§ ACTION ITEM A
Please extract the lines of the records starting at the first line of the records and ending at the line that contains "positive clicks: (176, 331)", with both of those lines included, and reproduce them unchanged.

(SOURCE DOCUMENT)

Circles Quiz 📘

Did you know? Every time you draw a wheel, a coin, or a pizza slice, you are secretly using Class 10 circle theorems! Mastering circles not only boosts your CBSE board marks but also builds strong visual thinking for exams like JEE and Olympiads.

1. Getting Friendly With the Circle 🟢

Before you crack any Circles Quiz, you must be comfortable with the basic language of a circle. These terms seem simple, but many silly mistakes in exams come from confusing them.

Core terms at a glance

Term	Meaning (Class 10 level)	Quick way to remember
Circle	Set of all points at equal distance from a fixed point	“Equal distance from the centre”

(End SOURCE DOCUMENT)
(RECORDS SUPPLIED)

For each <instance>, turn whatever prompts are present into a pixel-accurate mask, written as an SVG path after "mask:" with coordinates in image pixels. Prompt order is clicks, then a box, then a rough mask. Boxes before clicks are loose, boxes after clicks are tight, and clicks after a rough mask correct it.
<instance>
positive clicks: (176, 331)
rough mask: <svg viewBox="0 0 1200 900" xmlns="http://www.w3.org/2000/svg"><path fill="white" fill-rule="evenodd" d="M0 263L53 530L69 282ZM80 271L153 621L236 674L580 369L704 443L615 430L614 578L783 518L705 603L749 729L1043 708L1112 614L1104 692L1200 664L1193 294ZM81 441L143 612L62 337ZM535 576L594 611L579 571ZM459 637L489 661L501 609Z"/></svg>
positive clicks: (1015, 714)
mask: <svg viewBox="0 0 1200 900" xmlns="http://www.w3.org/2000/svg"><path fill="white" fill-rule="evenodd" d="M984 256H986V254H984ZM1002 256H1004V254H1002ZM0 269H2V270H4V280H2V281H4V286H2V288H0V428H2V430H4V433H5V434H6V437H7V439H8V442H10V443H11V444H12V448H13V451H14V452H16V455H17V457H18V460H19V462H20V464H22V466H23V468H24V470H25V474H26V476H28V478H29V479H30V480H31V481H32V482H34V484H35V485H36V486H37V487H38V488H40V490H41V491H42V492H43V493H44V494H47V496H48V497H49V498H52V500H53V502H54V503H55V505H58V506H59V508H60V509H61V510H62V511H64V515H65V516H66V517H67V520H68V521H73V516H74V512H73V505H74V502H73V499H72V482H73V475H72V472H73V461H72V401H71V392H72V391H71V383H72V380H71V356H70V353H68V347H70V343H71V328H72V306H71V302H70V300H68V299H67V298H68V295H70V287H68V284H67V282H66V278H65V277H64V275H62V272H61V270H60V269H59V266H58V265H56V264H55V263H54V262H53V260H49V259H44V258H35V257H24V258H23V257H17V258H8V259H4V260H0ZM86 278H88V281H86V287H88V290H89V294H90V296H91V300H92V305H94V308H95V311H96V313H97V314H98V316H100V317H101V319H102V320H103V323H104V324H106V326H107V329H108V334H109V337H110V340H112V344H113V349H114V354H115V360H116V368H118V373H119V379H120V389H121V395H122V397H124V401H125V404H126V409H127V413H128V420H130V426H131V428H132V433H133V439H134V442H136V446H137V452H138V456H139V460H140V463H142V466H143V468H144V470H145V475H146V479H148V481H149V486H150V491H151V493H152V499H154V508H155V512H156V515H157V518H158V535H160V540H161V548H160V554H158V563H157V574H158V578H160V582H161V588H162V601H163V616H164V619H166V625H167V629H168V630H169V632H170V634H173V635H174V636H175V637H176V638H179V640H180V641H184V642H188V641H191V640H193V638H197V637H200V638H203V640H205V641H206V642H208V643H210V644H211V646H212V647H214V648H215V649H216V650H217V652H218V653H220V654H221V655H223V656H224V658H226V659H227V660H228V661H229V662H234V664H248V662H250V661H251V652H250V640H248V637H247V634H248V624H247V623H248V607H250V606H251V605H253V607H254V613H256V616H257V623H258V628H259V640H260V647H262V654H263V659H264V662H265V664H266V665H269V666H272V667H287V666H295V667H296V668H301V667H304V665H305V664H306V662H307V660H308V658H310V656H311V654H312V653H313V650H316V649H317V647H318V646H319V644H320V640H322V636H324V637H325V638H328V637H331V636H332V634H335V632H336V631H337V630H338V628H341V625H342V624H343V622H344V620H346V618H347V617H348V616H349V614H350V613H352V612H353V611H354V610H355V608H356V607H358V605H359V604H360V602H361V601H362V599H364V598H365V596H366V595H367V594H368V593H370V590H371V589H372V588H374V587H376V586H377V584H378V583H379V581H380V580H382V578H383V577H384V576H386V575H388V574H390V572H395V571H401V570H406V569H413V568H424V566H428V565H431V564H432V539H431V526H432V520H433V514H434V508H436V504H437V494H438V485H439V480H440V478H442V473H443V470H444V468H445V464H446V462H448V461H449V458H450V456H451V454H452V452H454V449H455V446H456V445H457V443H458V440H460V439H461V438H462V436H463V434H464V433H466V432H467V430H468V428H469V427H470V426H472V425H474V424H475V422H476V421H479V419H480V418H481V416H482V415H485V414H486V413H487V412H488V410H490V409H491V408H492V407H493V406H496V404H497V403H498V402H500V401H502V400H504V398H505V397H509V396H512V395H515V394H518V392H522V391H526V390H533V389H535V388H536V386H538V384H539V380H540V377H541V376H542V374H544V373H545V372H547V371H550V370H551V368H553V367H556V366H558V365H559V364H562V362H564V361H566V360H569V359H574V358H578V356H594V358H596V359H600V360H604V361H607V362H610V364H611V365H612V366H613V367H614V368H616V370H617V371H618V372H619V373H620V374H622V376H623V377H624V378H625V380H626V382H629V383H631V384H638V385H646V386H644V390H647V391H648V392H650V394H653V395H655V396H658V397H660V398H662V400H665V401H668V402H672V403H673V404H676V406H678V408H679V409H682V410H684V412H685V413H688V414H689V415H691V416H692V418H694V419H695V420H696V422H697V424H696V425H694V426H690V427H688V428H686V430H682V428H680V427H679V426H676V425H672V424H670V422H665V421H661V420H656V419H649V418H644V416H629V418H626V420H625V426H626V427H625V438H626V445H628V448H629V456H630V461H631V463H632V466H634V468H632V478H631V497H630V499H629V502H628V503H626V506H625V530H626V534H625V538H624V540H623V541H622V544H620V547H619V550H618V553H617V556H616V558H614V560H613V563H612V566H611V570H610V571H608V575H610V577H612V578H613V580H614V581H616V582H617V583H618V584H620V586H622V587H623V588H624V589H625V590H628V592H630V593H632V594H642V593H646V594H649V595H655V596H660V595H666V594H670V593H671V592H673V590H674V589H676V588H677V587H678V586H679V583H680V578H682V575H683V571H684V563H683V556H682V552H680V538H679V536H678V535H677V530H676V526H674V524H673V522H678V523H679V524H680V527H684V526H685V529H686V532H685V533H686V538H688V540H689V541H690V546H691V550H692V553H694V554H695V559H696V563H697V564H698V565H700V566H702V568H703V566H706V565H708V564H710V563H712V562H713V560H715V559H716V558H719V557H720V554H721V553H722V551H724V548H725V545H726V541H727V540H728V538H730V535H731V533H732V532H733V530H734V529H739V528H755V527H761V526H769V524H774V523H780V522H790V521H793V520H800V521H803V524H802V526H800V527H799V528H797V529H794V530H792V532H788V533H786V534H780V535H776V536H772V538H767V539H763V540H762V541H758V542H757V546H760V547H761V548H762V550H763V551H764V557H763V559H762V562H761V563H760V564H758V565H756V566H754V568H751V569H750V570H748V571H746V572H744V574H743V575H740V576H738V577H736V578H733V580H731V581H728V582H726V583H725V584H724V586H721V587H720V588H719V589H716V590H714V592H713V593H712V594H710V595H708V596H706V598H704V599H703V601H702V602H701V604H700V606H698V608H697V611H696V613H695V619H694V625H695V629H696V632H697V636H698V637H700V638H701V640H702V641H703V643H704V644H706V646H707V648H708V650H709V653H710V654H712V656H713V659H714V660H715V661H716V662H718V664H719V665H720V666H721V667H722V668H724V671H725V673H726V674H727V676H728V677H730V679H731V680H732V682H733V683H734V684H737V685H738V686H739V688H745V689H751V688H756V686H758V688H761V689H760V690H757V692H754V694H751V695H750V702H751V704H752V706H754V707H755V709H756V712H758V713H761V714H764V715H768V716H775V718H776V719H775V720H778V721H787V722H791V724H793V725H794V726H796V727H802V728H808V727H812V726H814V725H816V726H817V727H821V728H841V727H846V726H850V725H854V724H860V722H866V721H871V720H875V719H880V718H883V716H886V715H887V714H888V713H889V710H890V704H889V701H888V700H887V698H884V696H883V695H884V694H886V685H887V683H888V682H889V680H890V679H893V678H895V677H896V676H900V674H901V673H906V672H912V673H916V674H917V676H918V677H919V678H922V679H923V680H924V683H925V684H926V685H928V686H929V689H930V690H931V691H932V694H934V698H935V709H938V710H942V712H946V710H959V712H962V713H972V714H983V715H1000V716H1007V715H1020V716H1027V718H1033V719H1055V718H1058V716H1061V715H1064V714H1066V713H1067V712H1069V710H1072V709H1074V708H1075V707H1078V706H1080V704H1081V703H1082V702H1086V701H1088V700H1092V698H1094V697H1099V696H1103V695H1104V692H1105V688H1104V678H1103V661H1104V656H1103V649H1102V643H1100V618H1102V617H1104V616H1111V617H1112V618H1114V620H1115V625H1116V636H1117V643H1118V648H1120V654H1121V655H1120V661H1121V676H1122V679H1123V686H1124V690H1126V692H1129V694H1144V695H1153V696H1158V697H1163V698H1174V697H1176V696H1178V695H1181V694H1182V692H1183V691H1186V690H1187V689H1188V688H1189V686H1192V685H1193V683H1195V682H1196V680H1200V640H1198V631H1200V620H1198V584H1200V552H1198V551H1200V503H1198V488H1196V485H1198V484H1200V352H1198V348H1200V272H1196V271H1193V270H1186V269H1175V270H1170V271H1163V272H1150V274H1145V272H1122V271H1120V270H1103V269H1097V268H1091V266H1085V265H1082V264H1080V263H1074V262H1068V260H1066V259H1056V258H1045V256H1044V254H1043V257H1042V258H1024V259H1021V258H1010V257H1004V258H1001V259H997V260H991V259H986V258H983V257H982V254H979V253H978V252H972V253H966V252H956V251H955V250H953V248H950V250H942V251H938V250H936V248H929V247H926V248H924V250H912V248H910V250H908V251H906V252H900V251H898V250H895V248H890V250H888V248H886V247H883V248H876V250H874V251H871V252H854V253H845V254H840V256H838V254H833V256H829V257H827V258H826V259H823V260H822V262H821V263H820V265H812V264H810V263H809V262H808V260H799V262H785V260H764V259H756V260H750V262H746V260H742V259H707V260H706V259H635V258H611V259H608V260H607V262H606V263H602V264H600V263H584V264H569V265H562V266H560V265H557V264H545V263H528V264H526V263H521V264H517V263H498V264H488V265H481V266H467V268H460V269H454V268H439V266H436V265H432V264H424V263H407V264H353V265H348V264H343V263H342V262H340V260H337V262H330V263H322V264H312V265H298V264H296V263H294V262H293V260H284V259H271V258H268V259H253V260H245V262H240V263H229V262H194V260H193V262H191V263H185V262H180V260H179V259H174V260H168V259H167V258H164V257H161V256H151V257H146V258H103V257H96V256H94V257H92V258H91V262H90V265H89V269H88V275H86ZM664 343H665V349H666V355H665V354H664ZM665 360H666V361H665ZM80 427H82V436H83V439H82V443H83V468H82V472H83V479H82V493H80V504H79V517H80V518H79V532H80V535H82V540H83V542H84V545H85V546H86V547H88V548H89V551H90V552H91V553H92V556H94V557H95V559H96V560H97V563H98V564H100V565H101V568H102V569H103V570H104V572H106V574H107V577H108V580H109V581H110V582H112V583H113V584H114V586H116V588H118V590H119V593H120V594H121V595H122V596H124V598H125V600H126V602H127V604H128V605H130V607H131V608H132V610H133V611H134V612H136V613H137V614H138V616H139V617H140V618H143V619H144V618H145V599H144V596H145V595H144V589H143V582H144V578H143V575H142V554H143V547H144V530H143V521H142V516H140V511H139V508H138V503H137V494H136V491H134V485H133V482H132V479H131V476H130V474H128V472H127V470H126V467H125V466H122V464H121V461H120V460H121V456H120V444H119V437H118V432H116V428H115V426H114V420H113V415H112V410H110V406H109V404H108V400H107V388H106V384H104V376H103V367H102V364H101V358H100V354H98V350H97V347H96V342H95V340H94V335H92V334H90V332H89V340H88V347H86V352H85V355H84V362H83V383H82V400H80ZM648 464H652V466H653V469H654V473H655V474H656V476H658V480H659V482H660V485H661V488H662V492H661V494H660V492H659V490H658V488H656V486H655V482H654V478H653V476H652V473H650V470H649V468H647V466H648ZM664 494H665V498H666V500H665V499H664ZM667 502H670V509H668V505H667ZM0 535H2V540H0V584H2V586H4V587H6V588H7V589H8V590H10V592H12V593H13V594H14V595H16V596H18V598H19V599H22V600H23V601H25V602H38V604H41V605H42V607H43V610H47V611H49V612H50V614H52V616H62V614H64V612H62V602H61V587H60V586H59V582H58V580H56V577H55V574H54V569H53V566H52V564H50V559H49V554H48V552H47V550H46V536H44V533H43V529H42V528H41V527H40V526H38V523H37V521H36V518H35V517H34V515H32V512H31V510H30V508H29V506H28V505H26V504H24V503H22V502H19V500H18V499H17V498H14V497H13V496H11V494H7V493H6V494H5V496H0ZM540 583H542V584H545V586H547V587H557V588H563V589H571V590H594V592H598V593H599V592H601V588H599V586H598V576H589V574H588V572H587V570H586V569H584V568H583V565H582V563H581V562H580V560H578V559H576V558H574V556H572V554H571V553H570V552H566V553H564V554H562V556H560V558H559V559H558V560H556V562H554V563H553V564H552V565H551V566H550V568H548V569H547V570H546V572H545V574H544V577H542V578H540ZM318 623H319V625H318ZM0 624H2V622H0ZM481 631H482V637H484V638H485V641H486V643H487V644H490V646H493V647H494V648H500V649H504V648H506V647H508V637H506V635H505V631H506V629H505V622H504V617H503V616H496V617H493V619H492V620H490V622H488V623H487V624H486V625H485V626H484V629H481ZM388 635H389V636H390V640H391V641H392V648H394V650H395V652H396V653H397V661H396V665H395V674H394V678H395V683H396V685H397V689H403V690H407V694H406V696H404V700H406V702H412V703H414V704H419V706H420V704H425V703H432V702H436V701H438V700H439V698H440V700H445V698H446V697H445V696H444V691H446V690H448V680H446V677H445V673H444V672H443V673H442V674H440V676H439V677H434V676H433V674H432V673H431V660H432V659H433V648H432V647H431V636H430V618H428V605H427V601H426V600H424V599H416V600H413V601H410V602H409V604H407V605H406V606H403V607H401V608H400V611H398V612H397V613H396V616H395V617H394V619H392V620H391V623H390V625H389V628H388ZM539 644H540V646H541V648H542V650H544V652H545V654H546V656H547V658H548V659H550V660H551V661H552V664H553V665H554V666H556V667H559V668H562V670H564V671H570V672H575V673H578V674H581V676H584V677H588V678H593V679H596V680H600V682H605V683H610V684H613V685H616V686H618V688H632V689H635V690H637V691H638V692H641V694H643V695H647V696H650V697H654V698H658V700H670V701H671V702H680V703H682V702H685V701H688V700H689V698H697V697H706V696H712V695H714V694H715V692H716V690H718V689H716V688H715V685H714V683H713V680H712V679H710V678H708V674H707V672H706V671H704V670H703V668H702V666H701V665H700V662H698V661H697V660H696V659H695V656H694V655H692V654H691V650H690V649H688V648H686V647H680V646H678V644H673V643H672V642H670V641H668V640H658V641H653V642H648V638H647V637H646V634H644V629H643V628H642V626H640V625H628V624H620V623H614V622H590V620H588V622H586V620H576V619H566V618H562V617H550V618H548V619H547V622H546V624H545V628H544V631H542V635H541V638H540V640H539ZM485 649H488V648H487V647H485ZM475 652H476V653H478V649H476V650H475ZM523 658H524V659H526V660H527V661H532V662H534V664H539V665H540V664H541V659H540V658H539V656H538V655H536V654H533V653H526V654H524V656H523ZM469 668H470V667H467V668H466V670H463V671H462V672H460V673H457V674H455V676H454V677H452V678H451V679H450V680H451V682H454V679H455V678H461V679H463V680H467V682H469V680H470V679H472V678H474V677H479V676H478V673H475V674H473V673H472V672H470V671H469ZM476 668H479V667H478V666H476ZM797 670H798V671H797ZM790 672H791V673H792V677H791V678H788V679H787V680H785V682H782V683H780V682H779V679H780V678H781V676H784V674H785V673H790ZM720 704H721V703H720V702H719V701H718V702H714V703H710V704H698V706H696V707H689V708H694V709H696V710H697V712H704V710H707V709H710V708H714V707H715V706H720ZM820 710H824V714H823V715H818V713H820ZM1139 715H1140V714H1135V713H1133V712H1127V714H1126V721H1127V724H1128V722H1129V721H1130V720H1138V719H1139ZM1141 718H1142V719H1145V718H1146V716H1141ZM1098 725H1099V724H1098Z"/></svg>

(End RECORDS SUPPLIED)

§ ACTION ITEM B
In the circles quiz text, which exams are named as ones where mastering circles builds strong visual thinking?

§ EXERCISE OUTPUT A
For each <instance>, turn whatever prompts are present into a pixel-accurate mask, written as an SVG path after "mask:" with coordinates in image pixels. Prompt order is clicks, then a box, then a rough mask. Boxes before clicks are loose, boxes after clicks are tight, and clicks after a rough mask correct it.
<instance>
positive clicks: (176, 331)

§ EXERCISE OUTPUT B
JEE and Olympiads.